- Request
Output the rows below as a two-column CSV with the headers instruction and points. Use one line per row, put each field in double quotes, and replace any line breaks with spaces.

---- Provided entries

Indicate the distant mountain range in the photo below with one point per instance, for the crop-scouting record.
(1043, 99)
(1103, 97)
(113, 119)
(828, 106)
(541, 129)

--------

- The completed task
instruction,points
"Indicate the distant mountain range in the photo below with one point per instance, for the crop-scouting record.","(1043, 99) (1103, 97) (113, 119) (828, 106) (541, 129)"